Saved entries:
>>>
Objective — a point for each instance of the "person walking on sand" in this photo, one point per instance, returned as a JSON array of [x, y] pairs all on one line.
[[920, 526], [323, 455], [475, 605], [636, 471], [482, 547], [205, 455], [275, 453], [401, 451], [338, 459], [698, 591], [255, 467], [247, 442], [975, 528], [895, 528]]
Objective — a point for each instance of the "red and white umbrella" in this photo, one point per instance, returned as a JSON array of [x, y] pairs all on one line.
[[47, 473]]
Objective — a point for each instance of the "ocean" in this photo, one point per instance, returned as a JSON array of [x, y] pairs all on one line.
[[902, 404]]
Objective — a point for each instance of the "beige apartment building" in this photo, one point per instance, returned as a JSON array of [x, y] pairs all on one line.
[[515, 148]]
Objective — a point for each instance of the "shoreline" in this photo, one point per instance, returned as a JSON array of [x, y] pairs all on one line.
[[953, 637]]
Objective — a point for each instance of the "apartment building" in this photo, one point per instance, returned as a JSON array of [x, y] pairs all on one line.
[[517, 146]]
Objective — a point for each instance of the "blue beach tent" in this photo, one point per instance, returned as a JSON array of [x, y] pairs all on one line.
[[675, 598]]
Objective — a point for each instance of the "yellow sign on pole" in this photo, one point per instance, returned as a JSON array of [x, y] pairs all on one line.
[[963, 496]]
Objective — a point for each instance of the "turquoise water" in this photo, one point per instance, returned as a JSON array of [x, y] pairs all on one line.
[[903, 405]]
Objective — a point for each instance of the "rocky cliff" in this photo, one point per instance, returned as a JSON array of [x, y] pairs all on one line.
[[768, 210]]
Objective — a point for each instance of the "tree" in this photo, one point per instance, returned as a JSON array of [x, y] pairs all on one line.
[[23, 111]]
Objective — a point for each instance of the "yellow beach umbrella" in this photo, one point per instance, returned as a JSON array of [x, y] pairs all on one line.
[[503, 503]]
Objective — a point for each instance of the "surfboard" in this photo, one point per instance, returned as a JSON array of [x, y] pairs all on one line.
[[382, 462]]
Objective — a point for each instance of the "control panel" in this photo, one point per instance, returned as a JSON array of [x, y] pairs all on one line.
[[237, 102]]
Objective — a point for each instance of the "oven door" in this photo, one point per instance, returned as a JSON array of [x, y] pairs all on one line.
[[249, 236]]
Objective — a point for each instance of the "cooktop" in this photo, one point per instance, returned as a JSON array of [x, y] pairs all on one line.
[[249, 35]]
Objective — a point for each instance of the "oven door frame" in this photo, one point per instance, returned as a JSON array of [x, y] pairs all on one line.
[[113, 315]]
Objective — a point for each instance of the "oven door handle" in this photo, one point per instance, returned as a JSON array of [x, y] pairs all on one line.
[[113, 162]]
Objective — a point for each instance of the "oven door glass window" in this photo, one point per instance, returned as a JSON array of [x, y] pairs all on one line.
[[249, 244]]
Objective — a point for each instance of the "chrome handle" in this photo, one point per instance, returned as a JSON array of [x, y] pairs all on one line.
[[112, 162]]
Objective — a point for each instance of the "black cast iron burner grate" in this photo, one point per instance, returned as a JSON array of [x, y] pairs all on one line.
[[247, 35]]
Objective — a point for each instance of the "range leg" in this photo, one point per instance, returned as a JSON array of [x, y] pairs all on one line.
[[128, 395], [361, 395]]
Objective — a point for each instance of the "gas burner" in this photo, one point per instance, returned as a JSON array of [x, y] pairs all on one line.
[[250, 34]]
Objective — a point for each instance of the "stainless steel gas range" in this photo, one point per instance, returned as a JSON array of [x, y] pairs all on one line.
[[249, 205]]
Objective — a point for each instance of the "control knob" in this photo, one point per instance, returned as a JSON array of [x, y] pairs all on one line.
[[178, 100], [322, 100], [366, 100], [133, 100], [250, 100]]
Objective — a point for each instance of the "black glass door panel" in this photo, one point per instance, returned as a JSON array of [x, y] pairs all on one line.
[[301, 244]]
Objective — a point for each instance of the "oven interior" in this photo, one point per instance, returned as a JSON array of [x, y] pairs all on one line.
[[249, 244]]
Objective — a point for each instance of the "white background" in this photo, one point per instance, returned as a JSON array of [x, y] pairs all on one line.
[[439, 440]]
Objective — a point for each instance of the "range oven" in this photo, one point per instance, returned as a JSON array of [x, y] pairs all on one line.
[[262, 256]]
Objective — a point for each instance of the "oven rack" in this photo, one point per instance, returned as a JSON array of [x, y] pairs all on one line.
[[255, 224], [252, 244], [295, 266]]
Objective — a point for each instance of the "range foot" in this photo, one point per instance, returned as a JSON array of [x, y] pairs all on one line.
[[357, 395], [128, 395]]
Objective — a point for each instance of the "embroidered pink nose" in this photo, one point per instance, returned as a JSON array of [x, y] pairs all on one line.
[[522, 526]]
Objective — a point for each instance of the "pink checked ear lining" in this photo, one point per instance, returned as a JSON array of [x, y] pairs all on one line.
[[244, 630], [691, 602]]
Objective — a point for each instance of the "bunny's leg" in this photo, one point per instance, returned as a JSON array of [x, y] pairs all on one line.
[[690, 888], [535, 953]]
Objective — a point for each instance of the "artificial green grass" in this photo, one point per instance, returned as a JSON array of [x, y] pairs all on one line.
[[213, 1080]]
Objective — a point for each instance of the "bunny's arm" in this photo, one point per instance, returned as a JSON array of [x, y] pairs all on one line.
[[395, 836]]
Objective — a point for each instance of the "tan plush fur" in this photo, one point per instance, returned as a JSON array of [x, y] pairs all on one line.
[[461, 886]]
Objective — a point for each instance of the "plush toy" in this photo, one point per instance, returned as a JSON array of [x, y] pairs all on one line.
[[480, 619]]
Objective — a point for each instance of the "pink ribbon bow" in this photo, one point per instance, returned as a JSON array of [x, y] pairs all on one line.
<<<
What the task requires:
The lines above should be printed again, exactly as they are.

Answer space:
Objective — a point for each instance of the "person walking on sand" in this photo, one point per instance, returned as a JSON array of [x, y] pairs all on one line.
[[920, 526], [323, 455], [475, 605], [636, 471], [482, 547], [205, 455], [275, 453], [401, 451], [338, 459], [698, 591], [255, 467], [247, 442], [975, 528], [895, 528]]
Objective — a point for each instance of the "red and white umbrella" in this photo, one point per instance, returned as a JSON array of [x, y] pairs all on one line.
[[47, 473]]
Objective — a point for each instance of the "ocean" in this photo, one point per instance, returned as a JSON array of [x, y] pairs all on one line.
[[902, 404]]
Objective — a point for each instance of the "beige apartment building" in this photo, one point per instance, returned as a JSON array of [x, y] pairs all on one line.
[[515, 148]]
Objective — a point for each instance of the "shoreline" in this photo, one point per instance, returned as a JSON array of [x, y] pairs all on one line.
[[953, 637]]
Objective — a point for each instance of the "apartment building" in this photo, one point per instance, returned as a JSON array of [x, y] pairs all on one line.
[[517, 146]]
Objective — a point for each instance of the "blue beach tent" in this photo, one point per instance, returned as a JSON array of [x, y] pairs all on one line.
[[675, 598]]
Objective — a point for each instance of the "yellow sign on pole" in this photo, one point per instance, returned as a JSON array of [x, y] pairs all on one line.
[[963, 496]]
Objective — a point for each instance of the "turquoise water" in this photo, one point per instance, returned as a JSON array of [x, y] pairs all on one line.
[[903, 405]]
Objective — a point for each instance of the "rocky cliff" in this photo, one point per instance, returned as a JSON array of [x, y] pairs all on one line.
[[768, 210]]
Objective — a point for each instance of the "tree" in this photo, one point per instance, returned as a JSON array of [x, y] pairs all on one line.
[[23, 111]]
Objective — a point for each instance of the "yellow beach umbrella" in this photo, one point per instance, returned as a JSON array of [x, y] pairs all on one line.
[[503, 503]]
Objective — a point for each instance of the "surfboard" in this photo, one point per instance, returned as a JSON array of [x, y] pairs all on one line.
[[382, 462]]
Objective — a point for each instance of the "control panel" in this photo, one point per instance, returned as a JSON array of [x, y] pairs all on one line.
[[237, 102]]
Objective — a point for each instance of the "oven door" in this photo, one point per instance, returned as a JSON array of [x, y] pairs all on one line.
[[249, 236]]
Objective — a point for each instance of the "cooktop" in this photo, one point per instance, returned as a JSON array of [x, y] pairs all on one line.
[[249, 35]]
Objective — a point for each instance of the "oven door frame" in this photo, one point per instance, returned as a JSON array of [x, y] pairs all on one line.
[[113, 315]]
Objective — a point for each instance of the "oven door handle" in this photo, one point per instance, returned as a JSON array of [x, y] pairs all on one line.
[[113, 162]]
Objective — a point for each instance of the "oven door glass window" in this photo, one point per instance, returned as a JSON array of [x, y] pairs all on one line.
[[249, 244]]
Objective — a point for each instance of the "chrome handle" in this photo, one point per instance, returned as a JSON array of [x, y] pairs all on one line.
[[112, 162]]
Objective — a point for each instance of the "black cast iron burner grate" in this photo, one point per instance, returned as a JSON array of [x, y] pairs all on one line.
[[247, 35]]
Objective — a point for each instance of the "range leg" in this photo, one point per instance, returned as a JSON array of [x, y] pairs all on one line.
[[128, 395], [361, 395]]
Objective — a point for each instance of the "gas burner" in this photo, one point per instance, returned as a JSON array of [x, y] pairs all on one line.
[[250, 34]]
Objective — a point for each instance of the "stainless steel gas range" in this photo, one point per instance, returned as a JSON array of [x, y] pairs all on one line.
[[249, 205]]
Objective — a point for each instance of the "control knob" in this photo, one point per instance, returned as a JSON array of [x, y] pairs all on one line.
[[178, 100], [322, 100], [366, 100], [133, 100], [250, 100]]
Objective — a point for each instance of the "black glass door panel" in this photo, one point per instance, returned as a JSON array of [x, y] pairs all on one line.
[[301, 244]]
Objective — a point for each instance of the "oven interior" in this photo, one point per instance, returned as a JSON array of [x, y] pairs all on one line.
[[249, 244]]
Objective — a point for each instance of the "white background" in this photo, one point per instance, returned as a JSON array of [x, y] pairs all on one line.
[[439, 440]]
Objective — a point for each instance of the "range oven" in this photo, one point per instance, returned as a JSON array of [x, y] pairs all on one line.
[[262, 256]]
Objective — a point for each instance of the "oven rack" in this photo, one point per instance, returned as a JSON array of [x, y] pairs all on one line.
[[255, 224], [252, 244], [295, 266]]
Objective — a point for each instance of the "range foot" in this photo, one point per instance, returned as a JSON array of [x, y] pairs all on one line.
[[357, 395], [128, 395]]
Objective — a point for each instance of the "embroidered pink nose" in this photo, one point per instance, returned as a JSON array of [x, y] pairs all on one line.
[[522, 526]]
Objective — a point for each instance of the "pink checked ear lining" in this photo, one point per instance, returned as a JSON array of [x, y] pairs all on one line.
[[244, 630], [691, 602]]
Objective — a point for each instance of the "bunny's leg" in this photo, one point per instance, returned as a JSON array of [x, y] pairs all on one line.
[[690, 888], [535, 953]]
Objective — a point for each instance of the "artificial green grass" in this photo, one point per instance, returned as a JSON array of [x, y] pairs all on one line.
[[213, 1080]]
Objective — a point for each instance of the "bunny's arm" in this photo, one point per instance, returned as a JSON array of [x, y] pairs all on one line.
[[395, 836]]
Objective — a point for each instance of the "tan plush fur" in this photo, one point per instance, returned as a JSON array of [x, y] pairs all on one line.
[[461, 886]]
Objective — a point for each instance of the "plush toy" in this photo, one point per instance, returned as a JSON array of [x, y] pairs all on one line.
[[480, 619]]
Objective — a point for each instance of the "pink ribbon bow" in this photo, one point per instance, returned as a JSON array of [x, y] pairs all on one line.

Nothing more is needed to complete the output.